[Фрагмент документа]:

>>>

Можно не сомневаться, что наставники Уилла видели в латинской поэзии, драматургии и истории не столько великолепную цель, ради которой занимались изучением грамматики, сколько полезный материал для иллюстрации правил. Римляне едва ли писали учебники, так что мастер Лили составил учебник грамматики. Ничего из того, что нам известно об основных педагогах Стратфордской грамматической школы во времена Уилла, не избавляет нас от подозрений, что они были, по меньшей мере, заурядными. С другой стороны, не похоже, что они были садистами. Уолтер Роше, по крайней мере, не слишком заботился об образовании, он оставил пост директора ради адвокатской практики в Стратфорде. Это произошло в 1571 году, когда Уиллу исполнилось семь лет. За ним последовал Саймон Хант, тайный католик, который, хотя и питал склонность к иезуитам, был слаб по части дисциплины. Он умер в Риме в 1585 году, малый столп контрреформации. Томас Дженкинс принял от него должность в 1575 году, он был уроженцем Уэльса, и Шекспир увековечил его в образе сэра Хью Эванса в «Виндзорских насмешницах». Сэр Хью (чье почетное звание означает не принадлежность к рыцарскому сословию, но обладание званием холостяка) не похож на жестокого педагога с плеткой в руках, он привлекательный и смешной. Он сопровождает выразительной мимикой некоторые из своих пауз в манере всех сценических уроженцев Уэльса (вспомним, к примеру, как Фальстаф жалуется, что обманувшие его женщины нахлобучили на него «дурацкий колпак»). Примечательно, что сэр Хью экзаменует в латинском языке мальчика по имени Уильям, и это позволяет миссис Куикли отпускать неуклюжие шутки о том, что «дура это и есть дура», и «hunc, hanc, hoc», превращенное в «хунк, хок», кажется ей «не то лаем, не то хрюканьем… то ли хари поют хором, то ли харям дают корм». Очень слабо соображающий мальчик, возможно, взят непосредственно из 1575 года, когда Дженкинс только пришел в школу, а Уиллу было всего одиннадцать лет.

<<<

Повторите дословно и целиком приведенный выше фрагмент о стратфордских учителях Уилла.

[Список записей]:

>>>

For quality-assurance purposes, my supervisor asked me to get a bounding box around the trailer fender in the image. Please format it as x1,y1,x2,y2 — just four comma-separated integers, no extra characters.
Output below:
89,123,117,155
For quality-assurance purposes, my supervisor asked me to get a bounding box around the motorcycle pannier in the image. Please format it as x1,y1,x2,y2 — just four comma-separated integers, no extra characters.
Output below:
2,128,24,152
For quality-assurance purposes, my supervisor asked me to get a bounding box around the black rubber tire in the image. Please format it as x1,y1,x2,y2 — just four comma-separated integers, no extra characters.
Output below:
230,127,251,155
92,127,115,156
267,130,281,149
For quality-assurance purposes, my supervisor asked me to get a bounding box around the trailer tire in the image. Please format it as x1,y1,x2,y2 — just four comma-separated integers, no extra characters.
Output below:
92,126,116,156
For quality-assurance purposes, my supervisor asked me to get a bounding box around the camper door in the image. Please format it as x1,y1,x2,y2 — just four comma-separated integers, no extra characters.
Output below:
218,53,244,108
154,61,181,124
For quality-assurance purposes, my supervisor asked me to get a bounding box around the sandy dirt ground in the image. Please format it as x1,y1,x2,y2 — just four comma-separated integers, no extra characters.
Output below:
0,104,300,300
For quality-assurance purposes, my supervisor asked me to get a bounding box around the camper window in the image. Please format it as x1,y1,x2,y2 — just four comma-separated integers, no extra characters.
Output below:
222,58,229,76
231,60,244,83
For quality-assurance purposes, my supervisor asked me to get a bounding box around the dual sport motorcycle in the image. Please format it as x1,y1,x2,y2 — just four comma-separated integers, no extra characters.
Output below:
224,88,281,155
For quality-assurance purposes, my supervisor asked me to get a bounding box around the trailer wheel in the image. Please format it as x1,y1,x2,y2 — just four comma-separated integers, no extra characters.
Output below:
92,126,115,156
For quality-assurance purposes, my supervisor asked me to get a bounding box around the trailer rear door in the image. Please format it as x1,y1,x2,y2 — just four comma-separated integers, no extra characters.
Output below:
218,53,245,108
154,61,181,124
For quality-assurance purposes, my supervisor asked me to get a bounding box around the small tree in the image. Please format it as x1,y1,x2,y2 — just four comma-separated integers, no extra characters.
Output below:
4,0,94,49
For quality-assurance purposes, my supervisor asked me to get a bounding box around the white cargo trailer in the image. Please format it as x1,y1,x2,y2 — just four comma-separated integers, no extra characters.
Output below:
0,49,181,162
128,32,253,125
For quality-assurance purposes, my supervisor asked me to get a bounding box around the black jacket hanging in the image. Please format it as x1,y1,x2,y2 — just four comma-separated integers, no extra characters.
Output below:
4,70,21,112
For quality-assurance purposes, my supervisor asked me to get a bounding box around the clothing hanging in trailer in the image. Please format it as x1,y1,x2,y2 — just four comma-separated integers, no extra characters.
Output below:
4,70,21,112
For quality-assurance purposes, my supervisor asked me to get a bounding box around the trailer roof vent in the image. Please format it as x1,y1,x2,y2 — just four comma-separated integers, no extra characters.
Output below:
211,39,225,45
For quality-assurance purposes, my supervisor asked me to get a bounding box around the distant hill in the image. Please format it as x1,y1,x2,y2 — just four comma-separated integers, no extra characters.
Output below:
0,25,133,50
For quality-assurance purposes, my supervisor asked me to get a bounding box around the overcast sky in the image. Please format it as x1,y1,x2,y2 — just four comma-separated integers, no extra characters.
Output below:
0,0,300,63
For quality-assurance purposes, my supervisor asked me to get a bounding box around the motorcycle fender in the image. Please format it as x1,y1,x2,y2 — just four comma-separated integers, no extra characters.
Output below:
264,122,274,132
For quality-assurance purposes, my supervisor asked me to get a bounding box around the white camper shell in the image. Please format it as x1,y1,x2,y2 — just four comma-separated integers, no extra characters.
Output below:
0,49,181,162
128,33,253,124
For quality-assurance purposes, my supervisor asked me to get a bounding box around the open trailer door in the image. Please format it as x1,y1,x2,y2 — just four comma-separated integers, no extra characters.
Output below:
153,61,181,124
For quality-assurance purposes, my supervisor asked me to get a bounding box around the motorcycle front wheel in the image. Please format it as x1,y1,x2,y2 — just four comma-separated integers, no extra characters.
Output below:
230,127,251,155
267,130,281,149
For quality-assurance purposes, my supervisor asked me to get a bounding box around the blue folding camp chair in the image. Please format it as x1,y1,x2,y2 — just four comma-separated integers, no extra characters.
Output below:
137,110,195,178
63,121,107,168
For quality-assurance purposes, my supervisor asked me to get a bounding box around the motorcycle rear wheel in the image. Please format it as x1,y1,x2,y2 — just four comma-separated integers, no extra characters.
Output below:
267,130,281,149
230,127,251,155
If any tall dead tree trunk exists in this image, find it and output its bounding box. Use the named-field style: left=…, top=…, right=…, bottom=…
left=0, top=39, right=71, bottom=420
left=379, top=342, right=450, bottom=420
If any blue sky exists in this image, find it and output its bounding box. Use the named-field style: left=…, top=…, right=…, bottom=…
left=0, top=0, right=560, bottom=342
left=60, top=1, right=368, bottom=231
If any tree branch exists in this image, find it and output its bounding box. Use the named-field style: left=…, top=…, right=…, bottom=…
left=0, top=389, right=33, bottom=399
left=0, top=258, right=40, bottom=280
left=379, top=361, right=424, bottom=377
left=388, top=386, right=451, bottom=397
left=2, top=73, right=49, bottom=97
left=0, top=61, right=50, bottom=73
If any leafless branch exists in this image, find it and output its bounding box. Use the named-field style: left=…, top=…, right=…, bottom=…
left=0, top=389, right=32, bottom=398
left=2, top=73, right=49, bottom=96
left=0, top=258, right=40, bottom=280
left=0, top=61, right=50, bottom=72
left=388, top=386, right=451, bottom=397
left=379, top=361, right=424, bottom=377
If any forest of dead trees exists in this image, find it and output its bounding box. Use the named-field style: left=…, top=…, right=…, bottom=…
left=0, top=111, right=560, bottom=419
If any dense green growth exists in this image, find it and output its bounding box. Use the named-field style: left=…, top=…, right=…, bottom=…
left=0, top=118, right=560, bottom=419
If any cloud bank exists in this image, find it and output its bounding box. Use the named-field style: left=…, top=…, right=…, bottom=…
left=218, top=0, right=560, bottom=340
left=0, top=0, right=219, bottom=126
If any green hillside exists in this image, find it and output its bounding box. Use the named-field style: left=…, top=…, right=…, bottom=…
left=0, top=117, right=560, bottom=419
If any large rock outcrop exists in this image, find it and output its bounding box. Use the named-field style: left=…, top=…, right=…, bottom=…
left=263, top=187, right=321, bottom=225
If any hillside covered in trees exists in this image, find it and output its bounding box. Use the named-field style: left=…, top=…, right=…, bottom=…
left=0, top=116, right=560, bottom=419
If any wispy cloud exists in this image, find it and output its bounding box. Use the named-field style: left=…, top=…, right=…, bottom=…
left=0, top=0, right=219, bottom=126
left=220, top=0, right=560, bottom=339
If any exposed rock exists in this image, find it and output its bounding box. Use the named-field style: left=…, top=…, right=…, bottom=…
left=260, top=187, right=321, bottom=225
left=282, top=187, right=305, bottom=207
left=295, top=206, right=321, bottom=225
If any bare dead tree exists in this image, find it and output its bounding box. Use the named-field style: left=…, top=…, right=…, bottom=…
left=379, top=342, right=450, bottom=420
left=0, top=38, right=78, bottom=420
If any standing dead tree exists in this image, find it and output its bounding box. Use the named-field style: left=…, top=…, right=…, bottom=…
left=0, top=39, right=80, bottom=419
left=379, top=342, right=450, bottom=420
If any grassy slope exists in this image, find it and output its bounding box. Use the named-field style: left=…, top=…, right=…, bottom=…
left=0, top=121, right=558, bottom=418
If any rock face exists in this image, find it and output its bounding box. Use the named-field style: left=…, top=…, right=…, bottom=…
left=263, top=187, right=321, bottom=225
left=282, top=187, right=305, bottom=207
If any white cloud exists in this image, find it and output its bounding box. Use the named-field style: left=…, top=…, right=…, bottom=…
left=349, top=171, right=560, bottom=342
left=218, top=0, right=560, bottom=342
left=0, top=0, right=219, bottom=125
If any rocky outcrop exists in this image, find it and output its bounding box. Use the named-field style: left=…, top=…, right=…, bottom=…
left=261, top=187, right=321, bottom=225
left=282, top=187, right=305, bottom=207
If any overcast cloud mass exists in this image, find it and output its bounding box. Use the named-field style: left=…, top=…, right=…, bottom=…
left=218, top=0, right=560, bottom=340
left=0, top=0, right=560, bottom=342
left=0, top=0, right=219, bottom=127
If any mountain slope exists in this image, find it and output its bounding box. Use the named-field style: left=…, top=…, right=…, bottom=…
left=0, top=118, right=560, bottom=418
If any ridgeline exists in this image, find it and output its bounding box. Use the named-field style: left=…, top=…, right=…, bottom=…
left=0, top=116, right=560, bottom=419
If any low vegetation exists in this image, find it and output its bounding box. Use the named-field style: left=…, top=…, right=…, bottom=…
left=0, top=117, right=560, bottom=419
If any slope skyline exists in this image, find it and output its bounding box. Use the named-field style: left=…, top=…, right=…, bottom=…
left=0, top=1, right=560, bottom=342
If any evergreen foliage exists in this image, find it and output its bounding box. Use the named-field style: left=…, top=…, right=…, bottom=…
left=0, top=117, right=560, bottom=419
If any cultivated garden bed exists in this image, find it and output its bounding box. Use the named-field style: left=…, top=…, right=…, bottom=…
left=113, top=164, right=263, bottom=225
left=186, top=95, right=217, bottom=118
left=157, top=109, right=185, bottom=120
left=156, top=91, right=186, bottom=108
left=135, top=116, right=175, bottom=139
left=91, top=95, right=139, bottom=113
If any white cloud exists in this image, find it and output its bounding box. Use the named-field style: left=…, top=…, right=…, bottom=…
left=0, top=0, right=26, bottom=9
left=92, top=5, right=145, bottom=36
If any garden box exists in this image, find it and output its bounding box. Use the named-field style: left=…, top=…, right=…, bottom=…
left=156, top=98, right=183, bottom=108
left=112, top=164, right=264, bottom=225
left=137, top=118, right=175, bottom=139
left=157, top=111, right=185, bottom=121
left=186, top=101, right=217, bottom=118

<<<

[Решение задачи]:
Можно не сомневаться, что наставники Уилла видели в латинской поэзии, драматургии и истории не столько великолепную цель, ради которой занимались изучением грамматики, сколько полезный материал для иллюстрации правил. Римляне едва ли писали учебники, так что мастер Лили составил учебник грамматики. Ничего из того, что нам известно об основных педагогах Стратфордской грамматической школы во времена Уилла, не избавляет нас от подозрений, что они были, по меньшей мере, заурядными. С другой стороны, не похоже, что они были садистами. Уолтер Роше, по крайней мере, не слишком заботился об образовании, он оставил пост директора ради адвокатской практики в Стратфорде. Это произошло в 1571 году, когда Уиллу исполнилось семь лет. За ним последовал Саймон Хант, тайный католик, который, хотя и питал склонность к иезуитам, был слаб по части дисциплины. Он умер в Риме в 1585 году, малый столп контрреформации. Томас Дженкинс принял от него должность в 1575 году, он был уроженцем Уэльса, и Шекспир увековечил его в образе сэра Хью Эванса в «Виндзорских насмешницах». Сэр Хью (чье почетное звание означает не принадлежность к рыцарскому сословию, но обладание званием холостяка) не похож на жестокого педагога с плеткой в руках, он привлекательный и смешной. Он сопровождает выразительной мимикой некоторые из своих пауз в манере всех сценических уроженцев Уэльса (вспомним, к примеру, как Фальстаф жалуется, что обманувшие его женщины нахлобучили на него «дурацкий колпак»). Примечательно, что сэр Хью экзаменует в латинском языке мальчика по имени Уильям, и это позволяет миссис Куикли отпускать неуклюжие шутки о том, что «дура это и есть дура», и «hunc, hanc, hoc», превращенное в «хунк, хок», кажется ей «не то лаем, не то хрюканьем… то ли хари поют хором, то ли харям дают корм». Очень слабо соображающий мальчик, возможно, взят непосредственно из 1575 года, когда Дженкинс только пришел в школу, а Уиллу было всего одиннадцать лет.